_WHAT YOU WILL DO_
Output the data exactly, with every line intact.

_Excerpts of pointing data_
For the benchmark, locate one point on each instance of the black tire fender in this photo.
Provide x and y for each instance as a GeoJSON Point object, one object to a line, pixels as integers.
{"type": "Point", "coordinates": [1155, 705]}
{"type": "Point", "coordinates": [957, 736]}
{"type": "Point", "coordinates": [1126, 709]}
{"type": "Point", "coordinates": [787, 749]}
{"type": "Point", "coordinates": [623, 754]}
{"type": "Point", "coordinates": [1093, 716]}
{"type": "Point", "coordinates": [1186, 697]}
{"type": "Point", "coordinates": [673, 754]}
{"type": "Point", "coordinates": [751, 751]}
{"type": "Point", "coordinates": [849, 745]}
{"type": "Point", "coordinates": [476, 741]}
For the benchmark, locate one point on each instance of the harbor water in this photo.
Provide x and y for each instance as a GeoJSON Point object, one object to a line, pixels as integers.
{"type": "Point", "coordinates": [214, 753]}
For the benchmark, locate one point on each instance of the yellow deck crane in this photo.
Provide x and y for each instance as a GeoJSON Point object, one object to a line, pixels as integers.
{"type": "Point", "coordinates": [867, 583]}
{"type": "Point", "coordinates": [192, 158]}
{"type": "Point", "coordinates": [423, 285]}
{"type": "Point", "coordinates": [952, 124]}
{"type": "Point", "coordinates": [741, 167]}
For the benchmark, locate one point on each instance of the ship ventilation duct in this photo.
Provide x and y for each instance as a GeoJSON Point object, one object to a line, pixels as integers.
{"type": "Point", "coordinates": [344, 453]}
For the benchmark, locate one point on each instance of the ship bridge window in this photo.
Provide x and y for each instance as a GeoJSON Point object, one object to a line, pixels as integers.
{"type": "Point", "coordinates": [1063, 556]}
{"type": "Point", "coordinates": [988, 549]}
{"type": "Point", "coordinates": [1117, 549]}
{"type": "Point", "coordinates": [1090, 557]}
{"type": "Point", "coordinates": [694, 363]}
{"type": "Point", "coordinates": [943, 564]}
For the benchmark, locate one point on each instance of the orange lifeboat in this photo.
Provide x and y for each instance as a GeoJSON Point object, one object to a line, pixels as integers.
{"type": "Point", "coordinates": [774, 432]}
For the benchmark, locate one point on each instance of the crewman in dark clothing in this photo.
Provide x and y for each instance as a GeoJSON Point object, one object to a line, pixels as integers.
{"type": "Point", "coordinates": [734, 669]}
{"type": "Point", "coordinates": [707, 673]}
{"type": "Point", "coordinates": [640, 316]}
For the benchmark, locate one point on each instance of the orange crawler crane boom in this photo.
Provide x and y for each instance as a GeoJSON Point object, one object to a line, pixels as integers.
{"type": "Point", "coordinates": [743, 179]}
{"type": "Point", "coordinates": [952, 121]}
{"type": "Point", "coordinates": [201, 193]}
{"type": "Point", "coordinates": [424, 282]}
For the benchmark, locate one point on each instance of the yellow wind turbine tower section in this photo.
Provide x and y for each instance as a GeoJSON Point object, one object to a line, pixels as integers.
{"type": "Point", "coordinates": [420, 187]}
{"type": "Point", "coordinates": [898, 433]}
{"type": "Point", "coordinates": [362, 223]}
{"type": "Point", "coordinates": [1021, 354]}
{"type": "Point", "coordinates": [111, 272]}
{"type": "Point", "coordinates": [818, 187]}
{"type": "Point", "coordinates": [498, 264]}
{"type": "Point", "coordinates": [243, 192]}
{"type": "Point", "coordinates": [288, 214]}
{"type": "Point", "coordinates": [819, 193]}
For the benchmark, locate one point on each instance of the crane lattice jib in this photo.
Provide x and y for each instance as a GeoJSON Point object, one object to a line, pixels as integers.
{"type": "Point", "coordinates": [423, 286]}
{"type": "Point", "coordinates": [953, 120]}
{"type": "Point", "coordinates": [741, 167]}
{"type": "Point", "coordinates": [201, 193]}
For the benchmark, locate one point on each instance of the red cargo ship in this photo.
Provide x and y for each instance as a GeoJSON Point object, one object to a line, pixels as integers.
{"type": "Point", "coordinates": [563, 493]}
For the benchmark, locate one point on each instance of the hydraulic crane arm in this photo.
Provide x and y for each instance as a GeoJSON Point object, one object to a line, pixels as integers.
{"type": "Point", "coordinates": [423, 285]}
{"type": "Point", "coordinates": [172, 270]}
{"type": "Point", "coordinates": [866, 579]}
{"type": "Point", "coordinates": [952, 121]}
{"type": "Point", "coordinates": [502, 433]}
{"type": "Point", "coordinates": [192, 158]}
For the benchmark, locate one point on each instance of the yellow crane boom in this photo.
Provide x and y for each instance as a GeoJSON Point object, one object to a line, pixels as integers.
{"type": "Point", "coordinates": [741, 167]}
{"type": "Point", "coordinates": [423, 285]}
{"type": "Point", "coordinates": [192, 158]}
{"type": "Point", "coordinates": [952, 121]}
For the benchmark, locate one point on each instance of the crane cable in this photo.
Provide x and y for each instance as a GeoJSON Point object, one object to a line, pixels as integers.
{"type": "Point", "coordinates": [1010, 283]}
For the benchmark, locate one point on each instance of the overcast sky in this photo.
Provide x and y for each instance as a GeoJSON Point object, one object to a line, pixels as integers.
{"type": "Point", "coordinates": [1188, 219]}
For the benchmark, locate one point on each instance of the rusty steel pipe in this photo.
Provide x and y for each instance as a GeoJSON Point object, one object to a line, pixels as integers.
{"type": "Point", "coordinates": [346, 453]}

_WORKED SOLUTION_
For the benchmark, locate one point on each instance of the black tire fender in this photo.
Provide x and y for each instance as a GeoJSON Point object, one object to a line, pixels as integers.
{"type": "Point", "coordinates": [1155, 705]}
{"type": "Point", "coordinates": [957, 736]}
{"type": "Point", "coordinates": [1126, 709]}
{"type": "Point", "coordinates": [787, 749]}
{"type": "Point", "coordinates": [623, 754]}
{"type": "Point", "coordinates": [1093, 716]}
{"type": "Point", "coordinates": [1186, 697]}
{"type": "Point", "coordinates": [673, 754]}
{"type": "Point", "coordinates": [751, 751]}
{"type": "Point", "coordinates": [849, 745]}
{"type": "Point", "coordinates": [476, 741]}
For the benchmark, locate one point on each instance of the harbor water in this photo.
Provide x and y for each instance as a GeoJSON Point object, one object to a line, pixels as integers.
{"type": "Point", "coordinates": [214, 753]}
For the benchmark, locate one point on each instance of the yellow deck crane in this photo.
Provide x and y for each instance as a GeoJSON Point object, one object to a line, pixels as integers.
{"type": "Point", "coordinates": [867, 583]}
{"type": "Point", "coordinates": [192, 158]}
{"type": "Point", "coordinates": [423, 285]}
{"type": "Point", "coordinates": [952, 124]}
{"type": "Point", "coordinates": [741, 167]}
For the benchmark, locate one point on each instance of the ship ventilation duct in this photo.
Provide x and y for each instance as a GeoJSON Point object, one object to a line, pixels as integers.
{"type": "Point", "coordinates": [344, 453]}
For the benchmark, locate one point on each instance of the ship bridge window in this photo.
Provide x and y for each instance as a GeoJSON Point object, one object to a line, pixels as integers.
{"type": "Point", "coordinates": [1063, 556]}
{"type": "Point", "coordinates": [988, 549]}
{"type": "Point", "coordinates": [1117, 549]}
{"type": "Point", "coordinates": [1090, 557]}
{"type": "Point", "coordinates": [694, 363]}
{"type": "Point", "coordinates": [943, 564]}
For the benchmark, locate one point on each instance of the orange lifeboat in this photo.
Provide x and y for each instance as a GeoJSON Point object, one object to a line, pixels as integers.
{"type": "Point", "coordinates": [774, 432]}
For the benchmark, locate one point on each instance of the crewman in dark clothing in this photo.
Provide x and y for each instance as a GeoJSON Point object, one object to a line, pixels as integers.
{"type": "Point", "coordinates": [734, 669]}
{"type": "Point", "coordinates": [707, 673]}
{"type": "Point", "coordinates": [640, 316]}
For the benchmark, locate one point on each instance of the orange crawler crane boom in this photo.
Provide x and y for each instance as a GeoJSON Point object, one object to a line, pixels as integers.
{"type": "Point", "coordinates": [743, 179]}
{"type": "Point", "coordinates": [952, 121]}
{"type": "Point", "coordinates": [201, 193]}
{"type": "Point", "coordinates": [424, 282]}
For the benchmark, locate one point on each instance of the yellow wind turbine tower section in this photo.
Provide x and y for each instance as a GeoJSON Point object, one object to a line, pixels as integers.
{"type": "Point", "coordinates": [420, 187]}
{"type": "Point", "coordinates": [898, 433]}
{"type": "Point", "coordinates": [362, 223]}
{"type": "Point", "coordinates": [1021, 354]}
{"type": "Point", "coordinates": [111, 272]}
{"type": "Point", "coordinates": [818, 187]}
{"type": "Point", "coordinates": [498, 264]}
{"type": "Point", "coordinates": [243, 192]}
{"type": "Point", "coordinates": [288, 214]}
{"type": "Point", "coordinates": [819, 193]}
For the benchmark, locate one point on each instance of the crane lattice jib in this photo.
Provide x and y for each instance as a GeoJSON Point object, one object to a line, pixels as integers.
{"type": "Point", "coordinates": [423, 286]}
{"type": "Point", "coordinates": [953, 120]}
{"type": "Point", "coordinates": [741, 167]}
{"type": "Point", "coordinates": [201, 193]}
For the benchmark, locate one point on each instance of the red cargo ship in this photo.
Provide x and y for each instance as a GeoJSON Point object, one object to a line, pixels as integers.
{"type": "Point", "coordinates": [563, 493]}
For the benchmark, locate one point on each instance of the hydraulic crane arm in this photo.
Provide x and y for each instance as a GeoJSON Point object, one object to a line, pixels as integers.
{"type": "Point", "coordinates": [423, 285]}
{"type": "Point", "coordinates": [172, 270]}
{"type": "Point", "coordinates": [866, 579]}
{"type": "Point", "coordinates": [952, 121]}
{"type": "Point", "coordinates": [502, 433]}
{"type": "Point", "coordinates": [192, 158]}
For the benchmark, locate one point on each instance of the yellow crane boom in this photo.
Provide x and y for each instance as a GeoJSON Point object, one object to a line, pixels as integers.
{"type": "Point", "coordinates": [741, 167]}
{"type": "Point", "coordinates": [423, 285]}
{"type": "Point", "coordinates": [192, 158]}
{"type": "Point", "coordinates": [952, 121]}
For the benchmark, locate one point on each instance of the crane cable in this photo.
Provide x and y for each instance as a GeoJSON Point object, one object to a line, pixels as integers.
{"type": "Point", "coordinates": [1010, 283]}
For the benchmark, locate one point on each instance of the overcast sky in this photo.
Provide x and y for each instance as a GeoJSON Point object, one object to a line, pixels as integers.
{"type": "Point", "coordinates": [1188, 219]}
For the benchmark, locate one point on each instance of the rusty steel pipe in this photo.
Provide x and y for each instance as a GeoJSON Point object, one object to a line, pixels as integers.
{"type": "Point", "coordinates": [346, 453]}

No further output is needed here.